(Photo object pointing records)
━━━━━━━━━━

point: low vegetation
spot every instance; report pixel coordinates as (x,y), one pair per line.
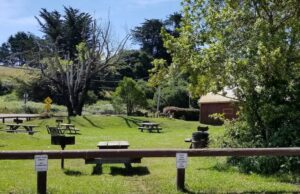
(153,175)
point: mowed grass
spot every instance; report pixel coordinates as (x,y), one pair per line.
(9,72)
(153,175)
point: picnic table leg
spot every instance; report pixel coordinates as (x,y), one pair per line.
(97,169)
(128,165)
(62,162)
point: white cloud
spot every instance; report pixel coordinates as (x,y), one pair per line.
(150,2)
(12,12)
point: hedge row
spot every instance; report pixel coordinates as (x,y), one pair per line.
(188,114)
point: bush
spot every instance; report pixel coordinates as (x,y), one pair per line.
(182,113)
(5,88)
(238,134)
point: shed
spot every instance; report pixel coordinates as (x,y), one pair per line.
(216,103)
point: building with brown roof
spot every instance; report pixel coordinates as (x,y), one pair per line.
(216,103)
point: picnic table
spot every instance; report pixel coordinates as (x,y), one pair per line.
(68,127)
(14,128)
(149,126)
(112,145)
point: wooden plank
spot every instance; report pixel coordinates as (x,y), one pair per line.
(141,153)
(112,160)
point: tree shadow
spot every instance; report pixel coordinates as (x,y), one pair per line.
(73,172)
(91,122)
(139,171)
(130,121)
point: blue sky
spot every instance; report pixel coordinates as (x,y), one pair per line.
(18,15)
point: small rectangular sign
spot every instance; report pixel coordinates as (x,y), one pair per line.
(181,160)
(41,163)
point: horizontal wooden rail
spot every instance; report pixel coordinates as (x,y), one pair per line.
(73,154)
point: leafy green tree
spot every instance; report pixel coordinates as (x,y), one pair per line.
(20,49)
(148,35)
(78,52)
(66,31)
(4,53)
(131,95)
(253,47)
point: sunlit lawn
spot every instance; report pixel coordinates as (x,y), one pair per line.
(153,175)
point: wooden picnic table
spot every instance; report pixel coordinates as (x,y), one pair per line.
(112,145)
(14,128)
(150,127)
(68,127)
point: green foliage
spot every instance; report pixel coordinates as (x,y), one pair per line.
(131,94)
(66,31)
(12,104)
(4,88)
(175,93)
(153,175)
(187,114)
(253,47)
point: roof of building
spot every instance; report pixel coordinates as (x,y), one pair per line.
(218,98)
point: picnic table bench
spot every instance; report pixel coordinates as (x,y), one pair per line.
(14,128)
(108,160)
(150,127)
(68,127)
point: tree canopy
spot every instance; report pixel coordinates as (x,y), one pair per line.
(253,48)
(66,31)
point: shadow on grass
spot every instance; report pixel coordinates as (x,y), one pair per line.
(139,171)
(91,122)
(221,167)
(243,192)
(130,121)
(73,172)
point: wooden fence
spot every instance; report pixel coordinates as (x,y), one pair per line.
(140,153)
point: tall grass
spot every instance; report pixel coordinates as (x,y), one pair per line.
(153,175)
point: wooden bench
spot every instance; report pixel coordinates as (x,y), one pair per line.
(99,161)
(150,129)
(54,131)
(15,128)
(109,160)
(69,127)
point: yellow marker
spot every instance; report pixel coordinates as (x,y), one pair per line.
(48,107)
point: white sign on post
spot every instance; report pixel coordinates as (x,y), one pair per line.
(41,163)
(181,160)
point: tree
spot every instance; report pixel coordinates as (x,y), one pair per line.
(20,49)
(130,94)
(4,53)
(71,71)
(252,47)
(66,31)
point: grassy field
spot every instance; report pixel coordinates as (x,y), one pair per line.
(9,72)
(153,175)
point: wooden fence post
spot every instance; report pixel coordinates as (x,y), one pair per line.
(180,179)
(181,163)
(42,182)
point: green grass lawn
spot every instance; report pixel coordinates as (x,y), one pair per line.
(153,175)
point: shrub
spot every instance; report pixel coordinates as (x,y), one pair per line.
(182,113)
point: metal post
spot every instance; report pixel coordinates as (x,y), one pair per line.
(158,101)
(62,163)
(180,179)
(42,182)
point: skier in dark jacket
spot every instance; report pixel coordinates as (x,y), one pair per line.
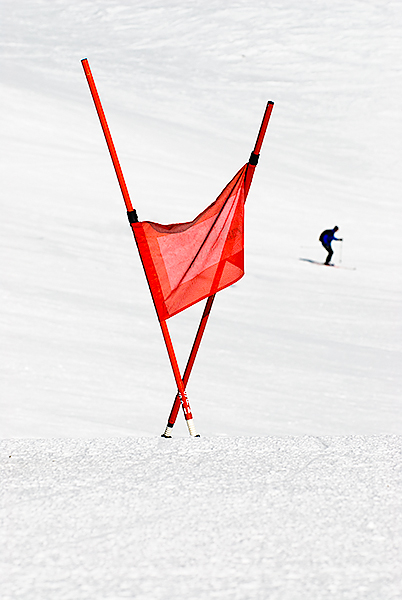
(326,238)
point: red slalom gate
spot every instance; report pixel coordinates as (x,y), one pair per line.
(208,306)
(221,277)
(132,216)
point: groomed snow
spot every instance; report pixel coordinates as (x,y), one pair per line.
(294,489)
(240,518)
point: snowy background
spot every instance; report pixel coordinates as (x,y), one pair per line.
(294,356)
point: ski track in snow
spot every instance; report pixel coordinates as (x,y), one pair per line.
(282,518)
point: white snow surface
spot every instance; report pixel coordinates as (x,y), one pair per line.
(234,518)
(293,490)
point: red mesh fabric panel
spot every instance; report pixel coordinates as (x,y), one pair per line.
(186,262)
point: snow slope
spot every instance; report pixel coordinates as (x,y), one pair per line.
(293,490)
(240,518)
(292,348)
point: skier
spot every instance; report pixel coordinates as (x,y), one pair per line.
(326,238)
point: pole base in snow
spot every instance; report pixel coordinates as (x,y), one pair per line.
(168,432)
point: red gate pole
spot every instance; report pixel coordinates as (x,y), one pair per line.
(108,137)
(203,323)
(132,217)
(189,366)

━━━━━━━━━━

What is asked: Quote every line of the records above exactly; no picture is to be copied.

Final answer:
point: low vegetation
spot every instance; report pixel coordinates as (x,y), one pair per line.
(153,175)
point: mowed grass
spot every instance; report pixel coordinates as (x,y), one pair per line.
(9,72)
(153,175)
point: picnic table leg
spot every instance; report pixel coordinates as (x,y), one pair per line.
(97,169)
(128,165)
(62,162)
point: white cloud
spot every instance; report pixel coordinates as (x,y), one pair per line.
(150,2)
(12,12)
point: hedge row
spot every instance; report pixel coordinates as (x,y), one pair per line.
(188,114)
point: bush
spot every instance; report pixel coordinates as (x,y), one pair per line.
(182,113)
(5,88)
(238,134)
point: shed
spot every instance; report pixel coordinates as (x,y), one pair per line.
(216,103)
point: building with brown roof
spot every instance; report pixel coordinates as (x,y), one pair per line.
(216,103)
point: picnic table
spot every instance; report pixel coordinates as (x,y), one pair per line.
(68,127)
(14,128)
(149,126)
(112,145)
point: wooden plank
spot every instance; report pixel coordinates as (x,y), one pair per line.
(141,153)
(112,160)
point: tree shadow
spot every instance; report pixel coordinates as (x,y), one pair per line.
(73,172)
(91,122)
(139,171)
(130,121)
point: blue sky
spot every instance; report pixel coordinates as (x,y), one pair per line.
(18,15)
point: small rectangular sign
spot every instance; report pixel coordinates as (x,y), one pair per line.
(181,160)
(41,163)
point: horizontal wooden rail
spot every instance; report pixel coordinates as (x,y), one pair per line.
(73,154)
point: leafy green tree
spot every instance; report pixel coordinates as (x,y), one pair per line.
(20,49)
(148,35)
(78,52)
(66,31)
(4,53)
(131,95)
(253,47)
point: sunlit lawn
spot every instance; report pixel coordinates as (x,y), one pair per line.
(153,175)
point: wooden picnic table
spot every instance; report pixel coordinates as (x,y), one pair per line.
(112,145)
(14,128)
(150,127)
(68,127)
point: green foliage
spot every instance; report pixel coordinates as (x,y), one pair per line.
(131,94)
(66,31)
(12,104)
(4,88)
(175,93)
(153,175)
(187,114)
(253,47)
point: roof of building
spot every instance; report pixel coordinates as (x,y), one pair per line.
(218,98)
point: picnic table bench
spot every instance; report pixel coordinates as (x,y), one pair per line.
(14,128)
(108,160)
(150,127)
(68,127)
point: tree canopy
spot every instance; report pixel coordinates as (x,y), one pair per line.
(253,48)
(66,31)
point: shadow on grass
spot every instance; report pixel coordinates as (x,y), one pair per line.
(139,171)
(91,122)
(221,167)
(243,192)
(130,121)
(73,172)
point: wooden fence
spot every instance; report pixel coordinates as (x,y), one pair per line.
(140,153)
point: tall grass
spot every instance; report pixel coordinates as (x,y), one pair per line.
(153,175)
point: wooden bench
spot every instance; report pixel coordinates as (x,y), one pair per line.
(99,161)
(150,129)
(54,131)
(15,128)
(109,160)
(69,127)
point: yellow marker
spot every instance; report pixel coordinates as (x,y), one pair per line.
(48,107)
point: white sign on post
spot every instance; report pixel coordinates as (x,y), one pair per line.
(41,163)
(181,160)
point: tree
spot every instance; report pixel coordinates as (x,y), one pair per line.
(20,49)
(130,94)
(4,53)
(71,71)
(252,47)
(66,31)
point: grassy field
spot every instance; report pixel coordinates as (x,y), one pair per line.
(9,72)
(153,175)
point: wooden fence post
spot every instance; report pixel coordinates as (x,y), one pair per line.
(180,179)
(181,163)
(42,182)
point: green grass lawn
spot every instance; report pixel coordinates as (x,y), one pair per line.
(153,175)
point: shrub
spot every instance; report pixel coordinates as (x,y), one pair per line.
(182,113)
point: metal post
spot every instance; report pixel coordinates as (x,y), one pair per line.
(158,101)
(62,163)
(180,179)
(42,182)
point: skier in dark jacket
spot every instance; report pixel coordinates as (x,y), one pair per line.
(326,238)
point: red slalom gate
spot every instance; report pixel coordinates as (x,y), one pair per line.
(208,306)
(221,277)
(132,216)
point: groomed snow
spot every instance; report pixel coordinates as (x,y), one pair per line.
(294,489)
(240,518)
point: snowy background
spot every instance; report pixel coordinates as (x,y), one pair per line.
(294,356)
point: ski track in snow
spot every instance; report pixel coordinates as (x,y), one pair per line.
(282,518)
point: white snow surface
spot every instance; report pixel coordinates as (x,y), one pair per line.
(234,518)
(293,490)
point: red mesh fabric panel
spot every instance; report pixel coordinates as (x,y), one pair per line.
(186,262)
point: snow slope
spot every instance; report pixel coordinates as (x,y), one pair per line.
(293,490)
(240,518)
(292,348)
point: skier
spot every instance; report pixel coordinates as (x,y), one pair per line.
(326,238)
point: pole base in snow
spot every instance; report pixel coordinates as (x,y), one pair per line.
(168,432)
point: red gate pole
spot every instance; report pixel coordinates as (x,y), one pair per line.
(108,137)
(203,323)
(132,217)
(189,366)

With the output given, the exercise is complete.